> **Goal**
Set down exactly, and only, the lines from the one with "Task: place a pin on each instance of the cloud." to the final line of the entries, both included.
***
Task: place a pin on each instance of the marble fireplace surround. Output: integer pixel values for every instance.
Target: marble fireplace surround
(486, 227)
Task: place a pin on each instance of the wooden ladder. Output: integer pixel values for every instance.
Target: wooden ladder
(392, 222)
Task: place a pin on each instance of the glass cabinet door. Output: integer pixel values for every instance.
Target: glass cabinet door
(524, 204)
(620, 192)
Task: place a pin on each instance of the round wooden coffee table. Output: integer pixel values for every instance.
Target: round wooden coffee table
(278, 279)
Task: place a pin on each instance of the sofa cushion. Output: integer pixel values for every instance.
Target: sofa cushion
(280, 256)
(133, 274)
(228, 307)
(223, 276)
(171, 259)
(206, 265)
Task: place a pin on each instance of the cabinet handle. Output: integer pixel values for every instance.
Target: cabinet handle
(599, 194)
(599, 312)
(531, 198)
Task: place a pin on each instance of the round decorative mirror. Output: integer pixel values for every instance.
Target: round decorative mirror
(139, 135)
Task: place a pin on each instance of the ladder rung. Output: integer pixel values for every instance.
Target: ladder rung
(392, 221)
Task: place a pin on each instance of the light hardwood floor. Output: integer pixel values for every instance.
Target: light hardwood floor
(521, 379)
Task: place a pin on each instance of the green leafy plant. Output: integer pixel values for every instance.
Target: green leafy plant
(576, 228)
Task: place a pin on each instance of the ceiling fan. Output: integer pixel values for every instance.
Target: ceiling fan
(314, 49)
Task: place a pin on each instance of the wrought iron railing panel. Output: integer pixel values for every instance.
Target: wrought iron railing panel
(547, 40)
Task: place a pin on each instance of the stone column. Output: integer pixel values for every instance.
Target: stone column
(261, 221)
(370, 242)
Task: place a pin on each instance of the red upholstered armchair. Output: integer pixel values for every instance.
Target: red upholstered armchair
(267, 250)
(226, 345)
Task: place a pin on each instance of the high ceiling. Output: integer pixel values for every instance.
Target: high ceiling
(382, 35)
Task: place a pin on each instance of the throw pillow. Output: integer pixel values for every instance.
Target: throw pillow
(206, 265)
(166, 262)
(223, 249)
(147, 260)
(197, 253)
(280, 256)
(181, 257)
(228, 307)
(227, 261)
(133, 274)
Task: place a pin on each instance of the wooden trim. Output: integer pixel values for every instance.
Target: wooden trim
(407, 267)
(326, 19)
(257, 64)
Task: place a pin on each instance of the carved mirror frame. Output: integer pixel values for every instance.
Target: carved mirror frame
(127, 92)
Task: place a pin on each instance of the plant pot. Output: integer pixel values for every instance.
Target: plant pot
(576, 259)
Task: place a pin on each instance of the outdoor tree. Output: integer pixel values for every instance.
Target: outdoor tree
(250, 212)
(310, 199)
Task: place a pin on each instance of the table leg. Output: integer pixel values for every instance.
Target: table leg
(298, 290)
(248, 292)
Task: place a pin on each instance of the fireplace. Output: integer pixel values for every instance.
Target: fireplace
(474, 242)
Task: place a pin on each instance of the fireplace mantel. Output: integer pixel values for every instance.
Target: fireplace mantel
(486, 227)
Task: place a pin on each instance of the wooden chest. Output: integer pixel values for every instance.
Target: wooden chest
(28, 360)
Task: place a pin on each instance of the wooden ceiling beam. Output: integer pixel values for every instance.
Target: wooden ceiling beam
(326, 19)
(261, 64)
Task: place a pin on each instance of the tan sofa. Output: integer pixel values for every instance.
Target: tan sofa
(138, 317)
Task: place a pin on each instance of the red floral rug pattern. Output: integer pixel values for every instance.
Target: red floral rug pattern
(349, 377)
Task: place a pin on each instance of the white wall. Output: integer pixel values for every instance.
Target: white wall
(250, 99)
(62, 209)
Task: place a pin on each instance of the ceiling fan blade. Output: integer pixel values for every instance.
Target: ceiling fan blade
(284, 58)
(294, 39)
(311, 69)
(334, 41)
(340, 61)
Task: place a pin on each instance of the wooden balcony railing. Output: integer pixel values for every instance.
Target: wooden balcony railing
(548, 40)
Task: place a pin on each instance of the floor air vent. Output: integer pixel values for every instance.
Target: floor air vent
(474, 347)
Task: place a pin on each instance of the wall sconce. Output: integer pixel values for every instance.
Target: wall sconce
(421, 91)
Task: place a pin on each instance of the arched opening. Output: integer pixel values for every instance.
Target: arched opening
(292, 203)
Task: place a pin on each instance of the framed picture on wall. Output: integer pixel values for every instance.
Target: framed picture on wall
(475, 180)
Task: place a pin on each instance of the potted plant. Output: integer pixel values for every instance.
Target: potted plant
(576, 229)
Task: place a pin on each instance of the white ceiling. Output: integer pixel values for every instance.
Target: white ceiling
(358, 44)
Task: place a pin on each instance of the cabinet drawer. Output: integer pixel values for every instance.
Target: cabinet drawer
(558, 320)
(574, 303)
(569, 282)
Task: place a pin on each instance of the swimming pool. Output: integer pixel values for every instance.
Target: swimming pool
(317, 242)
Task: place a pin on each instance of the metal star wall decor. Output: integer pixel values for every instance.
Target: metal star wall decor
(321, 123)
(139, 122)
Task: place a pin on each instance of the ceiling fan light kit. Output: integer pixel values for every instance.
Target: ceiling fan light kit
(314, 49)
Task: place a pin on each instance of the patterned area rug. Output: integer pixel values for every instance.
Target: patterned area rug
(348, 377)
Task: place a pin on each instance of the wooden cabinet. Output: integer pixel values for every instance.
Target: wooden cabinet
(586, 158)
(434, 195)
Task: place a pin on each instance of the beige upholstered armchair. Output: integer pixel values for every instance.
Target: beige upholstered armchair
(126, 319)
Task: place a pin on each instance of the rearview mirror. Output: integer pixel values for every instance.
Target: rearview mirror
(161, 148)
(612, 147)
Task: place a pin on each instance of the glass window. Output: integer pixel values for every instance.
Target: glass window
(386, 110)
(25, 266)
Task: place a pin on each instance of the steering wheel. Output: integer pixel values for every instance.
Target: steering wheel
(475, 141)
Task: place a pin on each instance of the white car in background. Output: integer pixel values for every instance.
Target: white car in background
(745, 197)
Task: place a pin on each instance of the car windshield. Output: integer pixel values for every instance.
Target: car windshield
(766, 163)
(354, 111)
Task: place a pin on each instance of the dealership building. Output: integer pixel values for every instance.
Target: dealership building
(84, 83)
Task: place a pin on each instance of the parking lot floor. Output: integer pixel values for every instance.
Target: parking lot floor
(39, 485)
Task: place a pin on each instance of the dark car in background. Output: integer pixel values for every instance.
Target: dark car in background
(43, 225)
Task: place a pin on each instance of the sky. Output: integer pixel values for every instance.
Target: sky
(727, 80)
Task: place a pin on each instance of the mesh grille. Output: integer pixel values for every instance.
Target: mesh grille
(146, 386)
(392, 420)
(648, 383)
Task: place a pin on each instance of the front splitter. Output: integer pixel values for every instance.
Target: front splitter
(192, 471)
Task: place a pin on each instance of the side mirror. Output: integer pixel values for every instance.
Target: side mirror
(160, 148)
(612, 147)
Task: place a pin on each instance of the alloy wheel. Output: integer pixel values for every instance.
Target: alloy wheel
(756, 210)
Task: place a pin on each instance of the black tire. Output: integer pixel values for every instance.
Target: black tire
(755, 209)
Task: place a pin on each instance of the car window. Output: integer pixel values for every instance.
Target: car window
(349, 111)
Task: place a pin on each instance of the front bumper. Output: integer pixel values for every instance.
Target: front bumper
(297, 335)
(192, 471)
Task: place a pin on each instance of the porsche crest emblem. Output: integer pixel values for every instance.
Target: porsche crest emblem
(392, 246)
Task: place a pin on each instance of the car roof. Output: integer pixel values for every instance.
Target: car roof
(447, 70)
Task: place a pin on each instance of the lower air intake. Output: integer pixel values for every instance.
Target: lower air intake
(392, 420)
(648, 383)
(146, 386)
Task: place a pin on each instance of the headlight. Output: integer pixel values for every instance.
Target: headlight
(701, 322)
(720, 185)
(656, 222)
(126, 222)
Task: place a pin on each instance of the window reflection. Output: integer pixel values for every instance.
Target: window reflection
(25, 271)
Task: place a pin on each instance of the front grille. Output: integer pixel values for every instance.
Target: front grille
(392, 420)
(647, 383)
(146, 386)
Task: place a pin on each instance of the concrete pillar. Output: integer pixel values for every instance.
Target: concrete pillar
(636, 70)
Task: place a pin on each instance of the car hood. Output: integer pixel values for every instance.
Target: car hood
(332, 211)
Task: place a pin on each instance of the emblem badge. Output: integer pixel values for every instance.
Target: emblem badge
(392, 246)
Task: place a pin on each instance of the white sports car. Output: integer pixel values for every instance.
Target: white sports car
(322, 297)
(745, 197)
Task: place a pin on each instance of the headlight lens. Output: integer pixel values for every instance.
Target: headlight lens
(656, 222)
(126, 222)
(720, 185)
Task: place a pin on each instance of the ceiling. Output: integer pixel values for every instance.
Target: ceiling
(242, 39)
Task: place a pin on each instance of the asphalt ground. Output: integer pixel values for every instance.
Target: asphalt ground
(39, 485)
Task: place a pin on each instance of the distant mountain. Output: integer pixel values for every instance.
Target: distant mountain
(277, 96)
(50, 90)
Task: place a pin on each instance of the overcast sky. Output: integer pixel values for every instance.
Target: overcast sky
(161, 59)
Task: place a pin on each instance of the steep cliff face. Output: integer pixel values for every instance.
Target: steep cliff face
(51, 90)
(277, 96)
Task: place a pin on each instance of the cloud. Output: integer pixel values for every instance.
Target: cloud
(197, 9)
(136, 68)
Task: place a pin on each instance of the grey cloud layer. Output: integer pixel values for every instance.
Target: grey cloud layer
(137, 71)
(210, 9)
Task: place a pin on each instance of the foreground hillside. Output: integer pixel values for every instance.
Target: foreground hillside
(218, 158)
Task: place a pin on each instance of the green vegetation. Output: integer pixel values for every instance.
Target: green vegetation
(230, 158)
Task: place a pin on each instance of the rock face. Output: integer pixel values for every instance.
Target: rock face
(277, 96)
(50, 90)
***
> **Worked solution**
Task: place a pin on each instance of the cloud. Output: integer pixel values for every instance.
Target: cloud
(197, 9)
(136, 68)
Task: place a pin on each instance of the grey cloud layer. Output: integer pixel values for every instance.
Target: grey cloud layer
(137, 71)
(210, 9)
Task: place a pin on each instance of the foreground hillside. Output: integer pixel values for every instance.
Target: foreground hillside
(218, 158)
Task: place a pin on each instance of the green vegetation. Output: integer pixel values for every instance.
Target: green vegetation
(230, 158)
Task: place a pin on each instance of the rock face. Output: integer pixel values for every instance.
Target: rock face
(277, 96)
(50, 90)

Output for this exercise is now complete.